* OBIETTIVO DELL'ESERCIZIO
Aggiungi 65 a ogni coordinata dei riquadri nelle risposte e riscrivi, richieste incluse, soltanto le righe che partono da quella con "Someone asked me to find the duck's green" e arrivano fino a quella con "[1023,364,1097,411]", entrambe comprese.

* ESTRATTI DELLE VOCI
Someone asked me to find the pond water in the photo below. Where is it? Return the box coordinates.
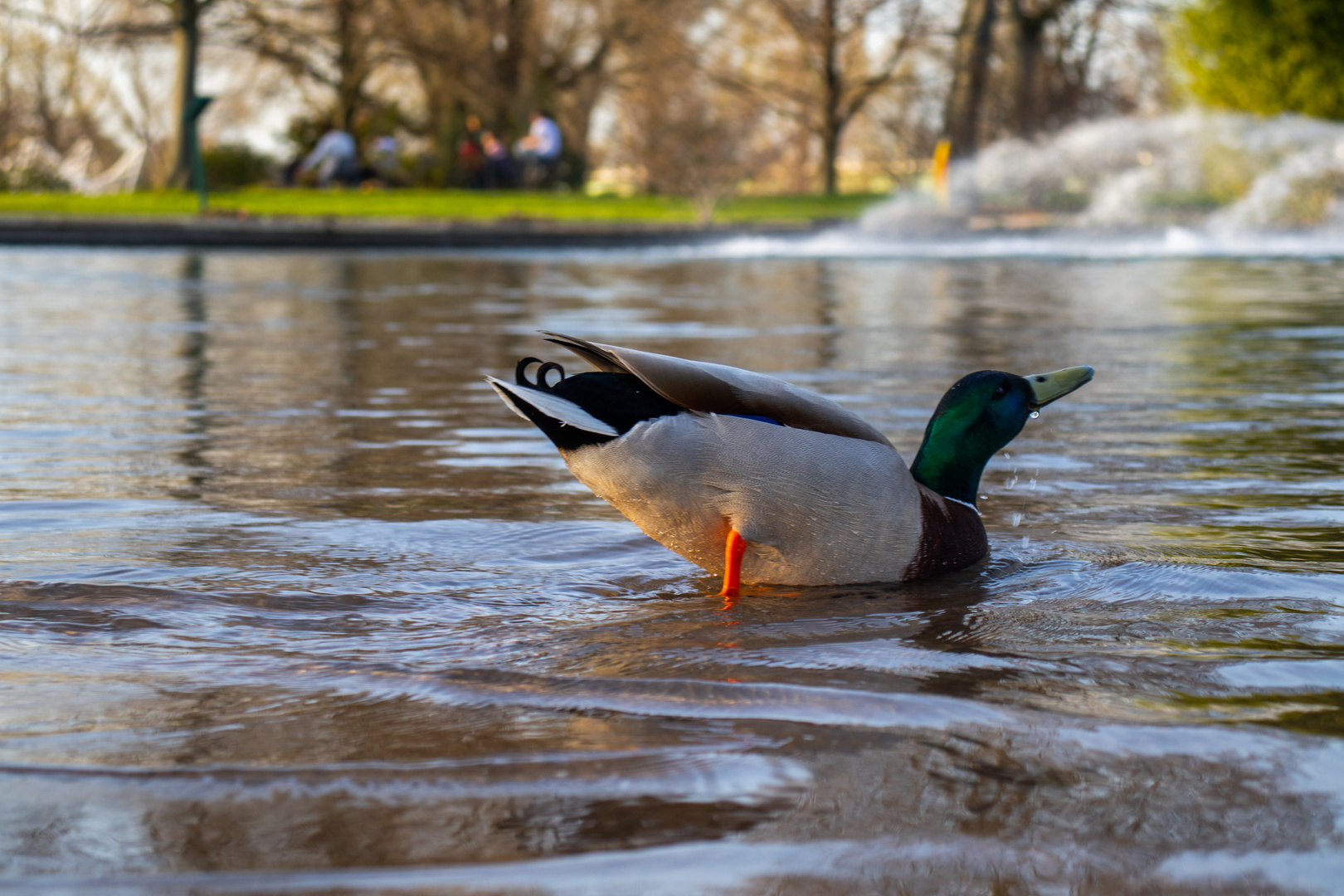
[0,246,1344,896]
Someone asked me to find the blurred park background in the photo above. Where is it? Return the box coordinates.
[0,0,1344,222]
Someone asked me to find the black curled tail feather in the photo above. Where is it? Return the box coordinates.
[494,358,685,451]
[514,356,564,388]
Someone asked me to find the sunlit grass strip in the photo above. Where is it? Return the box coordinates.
[0,189,883,224]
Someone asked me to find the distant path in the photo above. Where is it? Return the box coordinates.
[0,215,816,249]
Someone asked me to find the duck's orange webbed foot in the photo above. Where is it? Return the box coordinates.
[719,529,747,598]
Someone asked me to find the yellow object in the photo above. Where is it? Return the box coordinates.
[933,139,952,211]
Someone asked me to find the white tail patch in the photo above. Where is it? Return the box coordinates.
[485,376,620,436]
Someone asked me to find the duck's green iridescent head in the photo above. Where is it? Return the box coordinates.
[910,367,1094,504]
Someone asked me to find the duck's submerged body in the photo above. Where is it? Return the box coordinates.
[490,336,1080,591]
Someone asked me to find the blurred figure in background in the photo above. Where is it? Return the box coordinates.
[299,126,360,187]
[457,115,486,189]
[481,130,518,189]
[514,111,562,188]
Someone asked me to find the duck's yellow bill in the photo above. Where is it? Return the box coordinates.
[1023,364,1097,411]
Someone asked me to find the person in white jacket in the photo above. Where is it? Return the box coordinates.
[514,111,564,187]
[299,128,359,187]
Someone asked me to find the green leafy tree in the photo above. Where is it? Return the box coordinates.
[1175,0,1344,118]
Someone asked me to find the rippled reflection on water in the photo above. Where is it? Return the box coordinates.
[0,251,1344,894]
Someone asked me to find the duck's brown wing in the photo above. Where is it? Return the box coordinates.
[542,330,891,447]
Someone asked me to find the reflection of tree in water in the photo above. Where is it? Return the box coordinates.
[178,252,211,499]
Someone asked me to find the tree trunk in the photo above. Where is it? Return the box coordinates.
[490,0,535,137]
[168,0,200,189]
[334,0,364,133]
[1010,0,1058,137]
[942,0,999,157]
[817,0,844,196]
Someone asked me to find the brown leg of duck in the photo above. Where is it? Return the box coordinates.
[719,529,747,598]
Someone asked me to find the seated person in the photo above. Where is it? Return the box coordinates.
[514,111,562,187]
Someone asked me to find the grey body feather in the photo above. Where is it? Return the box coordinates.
[508,334,943,584]
[562,416,922,584]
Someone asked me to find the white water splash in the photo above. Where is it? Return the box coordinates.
[861,111,1344,237]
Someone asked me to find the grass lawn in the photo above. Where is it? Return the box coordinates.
[0,189,884,224]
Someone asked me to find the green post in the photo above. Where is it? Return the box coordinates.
[183,97,214,215]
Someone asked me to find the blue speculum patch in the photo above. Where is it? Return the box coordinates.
[723,414,783,426]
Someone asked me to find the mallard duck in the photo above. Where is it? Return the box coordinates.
[486,330,1093,597]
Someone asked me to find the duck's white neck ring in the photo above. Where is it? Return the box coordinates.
[942,494,980,516]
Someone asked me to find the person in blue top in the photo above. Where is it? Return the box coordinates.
[514,111,563,187]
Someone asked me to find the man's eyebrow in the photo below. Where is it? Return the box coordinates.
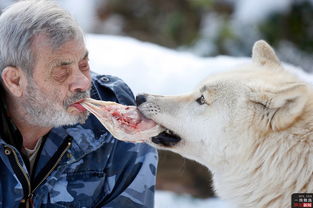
[82,51,89,60]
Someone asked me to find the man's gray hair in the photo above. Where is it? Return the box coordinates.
[0,0,83,75]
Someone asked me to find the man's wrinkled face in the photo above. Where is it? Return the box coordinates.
[22,35,91,127]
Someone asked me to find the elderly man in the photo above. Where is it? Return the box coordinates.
[0,0,157,208]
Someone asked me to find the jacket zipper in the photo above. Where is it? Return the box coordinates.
[32,141,72,193]
[5,137,72,207]
[5,146,31,196]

* RISULTATO DELL'ESERCIZIO
Someone asked me to find the duck's green iridescent head in the photo above. Where is it? Return the box coordinates.
[975,432,1159,569]
Someone asked me to find the duck's submerged body in the photo above. Where is it? Return the box coordinates.
[555,401,1145,656]
Someone asked me to find the blurred figure in background in the photo above. Where is it? Return the box coordinates.
[364,191,425,252]
[522,180,551,254]
[546,195,583,254]
[579,176,627,253]
Someone asked me to find the duck's yellow bill in the photo above. Where is it? Return the box coordinates.
[1088,429,1162,476]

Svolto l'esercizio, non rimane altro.